Start of Block
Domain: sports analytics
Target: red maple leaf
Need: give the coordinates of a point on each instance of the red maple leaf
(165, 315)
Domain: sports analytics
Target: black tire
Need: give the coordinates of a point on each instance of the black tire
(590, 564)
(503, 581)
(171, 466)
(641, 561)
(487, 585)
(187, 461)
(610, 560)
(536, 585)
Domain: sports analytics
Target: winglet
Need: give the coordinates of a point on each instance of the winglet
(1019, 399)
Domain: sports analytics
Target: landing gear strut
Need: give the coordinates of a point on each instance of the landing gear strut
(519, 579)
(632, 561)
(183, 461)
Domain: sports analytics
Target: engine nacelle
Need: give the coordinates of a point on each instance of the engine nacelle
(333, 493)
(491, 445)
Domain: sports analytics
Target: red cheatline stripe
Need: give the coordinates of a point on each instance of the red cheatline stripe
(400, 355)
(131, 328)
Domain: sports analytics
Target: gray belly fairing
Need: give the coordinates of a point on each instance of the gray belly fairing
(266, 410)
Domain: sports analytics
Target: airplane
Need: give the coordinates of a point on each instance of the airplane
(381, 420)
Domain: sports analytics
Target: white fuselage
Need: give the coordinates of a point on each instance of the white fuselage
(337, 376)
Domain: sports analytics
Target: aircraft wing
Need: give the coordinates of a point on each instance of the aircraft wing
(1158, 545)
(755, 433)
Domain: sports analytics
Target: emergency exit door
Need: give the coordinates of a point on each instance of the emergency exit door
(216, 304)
End of Block
Start of Block
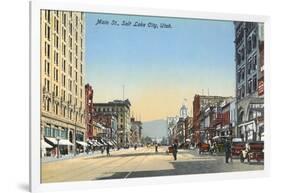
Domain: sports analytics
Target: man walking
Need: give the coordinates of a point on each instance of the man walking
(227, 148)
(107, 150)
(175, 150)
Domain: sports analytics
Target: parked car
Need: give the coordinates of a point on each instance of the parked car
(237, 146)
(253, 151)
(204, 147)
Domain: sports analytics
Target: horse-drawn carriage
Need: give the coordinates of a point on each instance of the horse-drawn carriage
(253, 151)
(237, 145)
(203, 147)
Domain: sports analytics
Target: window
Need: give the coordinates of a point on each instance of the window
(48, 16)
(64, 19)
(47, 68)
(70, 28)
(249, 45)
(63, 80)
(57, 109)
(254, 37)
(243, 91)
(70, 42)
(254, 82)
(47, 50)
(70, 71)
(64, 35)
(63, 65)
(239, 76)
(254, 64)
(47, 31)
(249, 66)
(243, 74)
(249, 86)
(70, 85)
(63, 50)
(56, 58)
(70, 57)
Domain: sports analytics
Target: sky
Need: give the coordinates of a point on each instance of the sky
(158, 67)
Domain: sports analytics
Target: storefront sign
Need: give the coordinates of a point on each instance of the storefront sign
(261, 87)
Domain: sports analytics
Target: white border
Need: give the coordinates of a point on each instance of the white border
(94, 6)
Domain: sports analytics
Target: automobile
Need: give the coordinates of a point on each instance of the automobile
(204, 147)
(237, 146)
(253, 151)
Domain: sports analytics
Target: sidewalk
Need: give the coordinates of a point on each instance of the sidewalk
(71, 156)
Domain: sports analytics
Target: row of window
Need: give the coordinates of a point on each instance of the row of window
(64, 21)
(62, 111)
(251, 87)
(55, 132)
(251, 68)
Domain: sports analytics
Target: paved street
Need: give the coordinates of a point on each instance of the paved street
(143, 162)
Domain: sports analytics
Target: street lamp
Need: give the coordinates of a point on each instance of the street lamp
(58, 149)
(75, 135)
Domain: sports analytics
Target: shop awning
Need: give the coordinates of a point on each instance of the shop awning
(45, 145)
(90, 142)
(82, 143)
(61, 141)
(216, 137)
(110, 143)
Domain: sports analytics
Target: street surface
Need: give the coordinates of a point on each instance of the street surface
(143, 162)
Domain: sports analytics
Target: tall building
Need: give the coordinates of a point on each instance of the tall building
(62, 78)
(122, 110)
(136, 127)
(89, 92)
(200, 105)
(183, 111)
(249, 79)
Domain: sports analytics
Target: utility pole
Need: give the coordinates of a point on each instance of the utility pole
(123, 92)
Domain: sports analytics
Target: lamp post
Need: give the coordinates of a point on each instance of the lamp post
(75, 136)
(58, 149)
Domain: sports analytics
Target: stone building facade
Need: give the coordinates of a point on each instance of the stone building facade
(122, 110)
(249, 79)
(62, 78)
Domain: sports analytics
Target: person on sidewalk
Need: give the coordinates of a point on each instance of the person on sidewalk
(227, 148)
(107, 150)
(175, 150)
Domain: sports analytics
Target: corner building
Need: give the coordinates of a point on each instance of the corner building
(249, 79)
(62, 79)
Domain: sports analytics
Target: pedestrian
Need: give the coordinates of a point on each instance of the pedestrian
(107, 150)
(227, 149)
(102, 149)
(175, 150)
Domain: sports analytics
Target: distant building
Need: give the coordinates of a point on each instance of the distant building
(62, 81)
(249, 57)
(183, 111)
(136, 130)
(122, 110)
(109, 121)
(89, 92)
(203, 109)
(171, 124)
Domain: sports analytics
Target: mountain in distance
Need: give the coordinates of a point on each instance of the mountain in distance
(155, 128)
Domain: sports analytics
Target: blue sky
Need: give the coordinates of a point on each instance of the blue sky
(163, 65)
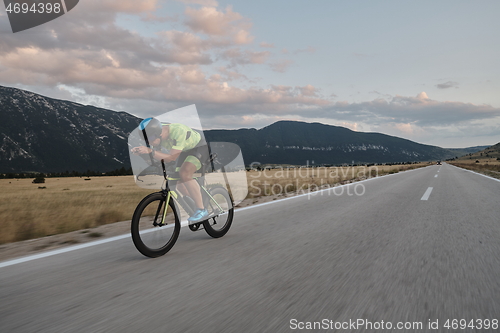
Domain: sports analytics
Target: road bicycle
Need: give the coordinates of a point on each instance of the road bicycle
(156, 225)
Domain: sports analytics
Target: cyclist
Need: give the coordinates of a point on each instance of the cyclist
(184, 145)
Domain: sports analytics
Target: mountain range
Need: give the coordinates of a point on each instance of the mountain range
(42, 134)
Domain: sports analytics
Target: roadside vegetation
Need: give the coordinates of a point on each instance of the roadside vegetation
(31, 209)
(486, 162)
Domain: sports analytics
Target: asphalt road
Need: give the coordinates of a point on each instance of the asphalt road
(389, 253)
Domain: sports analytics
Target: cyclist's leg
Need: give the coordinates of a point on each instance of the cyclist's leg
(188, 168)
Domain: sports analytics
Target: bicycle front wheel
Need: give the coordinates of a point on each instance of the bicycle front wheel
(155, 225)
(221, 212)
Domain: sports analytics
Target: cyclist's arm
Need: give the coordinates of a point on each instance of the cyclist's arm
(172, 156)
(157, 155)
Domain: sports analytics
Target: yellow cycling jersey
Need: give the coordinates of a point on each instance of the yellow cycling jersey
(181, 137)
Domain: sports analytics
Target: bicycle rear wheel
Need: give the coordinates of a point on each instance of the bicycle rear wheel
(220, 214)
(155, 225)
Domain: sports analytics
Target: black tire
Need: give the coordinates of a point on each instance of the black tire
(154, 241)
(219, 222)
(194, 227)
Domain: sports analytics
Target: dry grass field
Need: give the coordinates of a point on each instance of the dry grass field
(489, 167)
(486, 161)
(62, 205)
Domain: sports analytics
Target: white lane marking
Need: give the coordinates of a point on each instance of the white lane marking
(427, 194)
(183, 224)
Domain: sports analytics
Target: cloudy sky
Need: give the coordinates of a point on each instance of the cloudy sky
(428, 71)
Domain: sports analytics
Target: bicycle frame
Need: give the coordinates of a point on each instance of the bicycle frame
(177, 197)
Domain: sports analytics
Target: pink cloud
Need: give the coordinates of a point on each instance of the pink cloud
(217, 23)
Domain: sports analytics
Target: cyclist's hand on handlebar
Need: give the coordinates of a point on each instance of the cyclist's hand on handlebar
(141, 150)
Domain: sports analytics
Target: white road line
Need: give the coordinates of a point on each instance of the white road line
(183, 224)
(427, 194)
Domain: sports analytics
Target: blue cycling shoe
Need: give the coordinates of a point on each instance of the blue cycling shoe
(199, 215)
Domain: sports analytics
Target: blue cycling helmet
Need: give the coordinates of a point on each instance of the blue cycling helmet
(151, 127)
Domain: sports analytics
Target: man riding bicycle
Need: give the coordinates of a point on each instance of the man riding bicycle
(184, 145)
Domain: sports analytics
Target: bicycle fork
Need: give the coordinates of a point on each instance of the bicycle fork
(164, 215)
End of Block
Start of Block
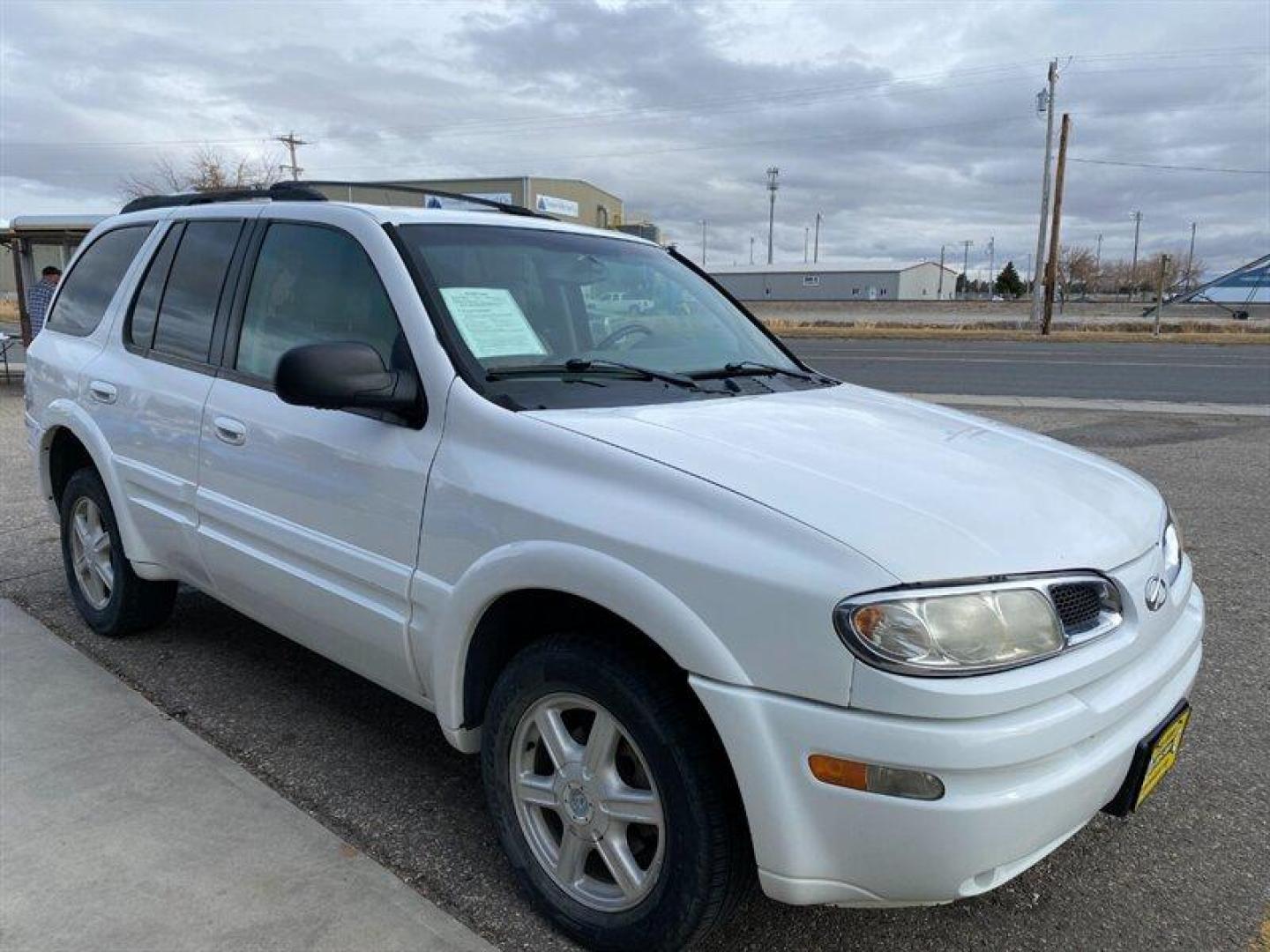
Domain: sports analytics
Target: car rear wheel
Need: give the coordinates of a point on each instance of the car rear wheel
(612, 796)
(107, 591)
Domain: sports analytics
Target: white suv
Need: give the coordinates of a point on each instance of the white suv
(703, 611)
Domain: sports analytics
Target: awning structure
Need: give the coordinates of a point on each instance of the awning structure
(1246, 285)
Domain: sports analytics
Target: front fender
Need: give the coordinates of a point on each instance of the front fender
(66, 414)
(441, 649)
End of Block
§ **REQUIREMENT**
Reproduce the data above exactly, but only from the line containing "Target: blue sky" through the line containing "Target: bicycle front wheel"; skip the pictures.

§ **COMPLETED EXERCISE**
Target: blue sky
Need: give the coordinates of a point on each instance of the blue sky
(163, 65)
Domain: sports analytics
Target: road bicycle
Need: give the coordinates of a point on each instance of the road bicycle
(156, 225)
Domain: sports analytics
Target: cyclist
Need: give the coordinates of a point on each instance of the cyclist
(184, 145)
Domain: sports analytics
Target: mountain range
Need: give the coordinates of a point on each instance of the mountain range
(42, 134)
Domain: sports analytics
Target: roadside vegetation
Need: give the coordinates of a point on each instance of the roadside vegetation
(31, 209)
(486, 162)
Domain: sports analytics
Target: asphalt road
Need: give the coordinates of a point on each instance of the asphalt road
(389, 253)
Domain: sports analytics
Target: cyclist's leg
Need: give the coordinates of a point on each instance of the cyclist's leg
(188, 168)
Domain: sports analytics
Target: bicycle front wheel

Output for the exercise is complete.